- [SELECTED EXTRACT]:
HANSEN

Greg Hansen: Not quite the tough ticket it used to be

Changing times, not foes, are reason games at UA fail to sell out
2012-11-30T00:00:00Z 2013-07-19T21:24:45Z Greg Hansen: Not quite the tough ticket it used to beGreg Hansen Arizona Daily Star Arizona Daily Star
November 30, 2012 12:00 am  • 

A chain of messages from Sean Miller's Twitter account began popping up Monday morning, all with the same content: Plenty of tickets were available for Wednesday's NAU game.

How many messages? Nine. From early Monday morning to 3:30 p.m., Wednesday, Miller appealed to Zona Zoo and to the general public. "Our fans are the heartbeat of McKale," he posted.

And yet 1,500 seats remained vacant as, predictably, Arizona rolled 93-50.

This we-need-you-in-the-house campaign is still a bit odd to those who remember Lute Olson's prescient 1984 warning of "you'd better get your tickets now."

Remarkably, for 19 consecutive seasons, 1987-2006, McKale Center was full. Not almost full. Overflowing. Every night. Every year. NAU visited Tucson nine times across that stretch, and every game was sold out.

Somewhere in the slippery exchange from Olson to his predecessors, UA hoops fans became a bit more discerning. They no longer fill the cheap seats to watch NAU, Robert Morris and Ball State.

Now, in a bit of local basketball heresy, UA basketball fans sometimes grumble about the strength of schedule or, rather, the lack of strength. You'd almost think this was Arizona State or Washington, the Pac-12's long-anointed kings of puffball-scheduling.

Charleston Southern

Long Beach State

UTEP

NAU

Southern Miss

Florida

Oral Roberts

Toss the Gators out of that mix and you'd swear Arizona's nonconference home schedule has been mixed up with Tulsa's.

"It was like preseason (practice)," UA guard Nick Johnson said after the NAU game. "But we're staying with the process, knowing our time is going to come, and when it comes, we've gotta execute."

- [GIVEN INFORMATION]:
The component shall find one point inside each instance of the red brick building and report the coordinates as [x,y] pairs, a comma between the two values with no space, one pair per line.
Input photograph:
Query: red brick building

- [PROMPT A]:
Answer these questions using the column on Arizona basketball ticket sales, one per line:
(i) How many seats stayed empty at the NAU game?
(ii) For how many consecutive seasons was McKale Center full?
(iii) Which UA guard said the NAU game "was like preseason (practice)"?
- [PROMPT B]:
Write the next few paragraphs of the column on Arizona basketball ticket sales, picking up after Nick Johnson's quote.

- [WRITTEN RESPONSE A]:
(i) 1,500
(ii) 19 seasons (1987-2006)
(iii) Nick Johnson

- [WRITTEN RESPONSE B]:
As with everything Miller has done at Arizona, his nonconference schedule was dutifully sketched. His 10-man rotation, which includes three freshmen and a transfer, was purposely back-loaded. He preferred some break-in mileage to the possibility of breaking down in November against someone from the Top 25.

"We have it coming now," he said Wednesday. "December represents more games against higher competition."

The Legend of Lute has grown, and rightfully so - no basketball coach in America played a more daring schedule from 1986 to 2006 - but sometimes we forget that the Wildcats weren't always playing Duke and Kansas.

Miller's fourth-year home schedule, for example, is eerily similar to Olson's fourth year at McKale, when the Wildcats played Hawaii-Pacific, St. Bonaventure, Texas Tech, Utah and No. 4 Iowa, which is a push to Miller's Dec. 15 game against Florida.

Olson's boldness was measured by his willingness to leave Tucson to play anybody. Sometimes, the McKale season suffered. Did you forget?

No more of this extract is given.